EXTRAIT FOURNI:
◆ ◆ ◆ ◆ ◆

Or, si les responsables des deux programmes peuvent en toute bonne foi souligner que ces bons résultats sont des conditions nécessaires pour que les élèves puissent en tirer un réel profit, lesdites conditions ne sont pas socialement neutres. On sait en effet, d'une part, que les élèves de milieu populaire rencontrent plus de difficultés d'apprentissage, d'autre part, que les professeurs, le plus souvent de façon implicite, intègrent les caractéristiques sociales des élèves dans l'estimation de leur capacité à mener à bien des carrières scolaires longues (Duru-Bellat, 2002). Ceci réduit la probabilité que des élèves de milieu très défavorisé soient perçus comme des destinataires idéaux de ces programmes. Le choix de bons élèves contribue par ailleurs à disqualifier encore davantage le travail enseignant en direction des élèves en difficulté et à stigmatiser l'échec de ces derniers car il contribue à enraciner l'idée que « si l'on veut, on peut », c'est-à-dire que la réussite est avant tout affaire de motivation et d'effort, point de vue que les approches managériales des deux institutions contribuent aussi à conforter.

◆ ◆ ◆ ◆ ◆

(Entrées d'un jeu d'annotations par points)
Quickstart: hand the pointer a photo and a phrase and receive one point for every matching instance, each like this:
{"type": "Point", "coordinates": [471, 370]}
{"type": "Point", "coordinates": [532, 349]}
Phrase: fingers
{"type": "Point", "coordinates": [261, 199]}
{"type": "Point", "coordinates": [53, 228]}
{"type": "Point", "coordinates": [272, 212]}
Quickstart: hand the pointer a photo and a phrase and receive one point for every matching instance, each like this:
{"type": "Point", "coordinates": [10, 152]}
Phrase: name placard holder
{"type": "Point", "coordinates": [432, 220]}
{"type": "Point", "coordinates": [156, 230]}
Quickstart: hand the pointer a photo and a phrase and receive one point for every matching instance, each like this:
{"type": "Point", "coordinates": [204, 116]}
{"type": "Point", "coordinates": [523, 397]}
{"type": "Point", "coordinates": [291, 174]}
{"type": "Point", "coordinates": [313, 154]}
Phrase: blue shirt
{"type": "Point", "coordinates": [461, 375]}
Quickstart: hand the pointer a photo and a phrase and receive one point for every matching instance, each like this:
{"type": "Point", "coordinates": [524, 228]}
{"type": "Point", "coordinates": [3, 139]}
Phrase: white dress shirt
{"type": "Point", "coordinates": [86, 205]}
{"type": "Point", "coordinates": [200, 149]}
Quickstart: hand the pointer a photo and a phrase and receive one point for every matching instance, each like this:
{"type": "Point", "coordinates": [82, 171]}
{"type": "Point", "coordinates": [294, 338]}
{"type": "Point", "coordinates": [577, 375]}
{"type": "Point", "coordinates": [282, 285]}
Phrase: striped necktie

◆ ◆ ◆ ◆ ◆

CONSIGNES:
1/ Selon l'extrait fourni, pourquoi les conditions de bons résultats posées par les deux programmes ne sont-elles pas socialement neutres ? Répondez en une à trois phrases.
2/ Rassemblez chaque ligne qui contient la chaîne « shirt ».
Le texte et les lignes constituent deux documents sans rapport l'un avec l'autre.

RÉPONSES PAR CONSIGNE:
1/ Les élèves de milieu populaire rencontrent plus de difficultés d'apprentissage. De plus, les professeurs intègrent, le plus souvent de façon implicite, les caractéristiques sociales des élèves dans l'estimation de leur capacité à mener à bien des carrières scolaires longues. Cela réduit la probabilité que des élèves de milieu très défavorisé soient perçus comme des destinataires idéaux de ces programmes.

2/
Phrase: blue shirt
Phrase: white dress shirt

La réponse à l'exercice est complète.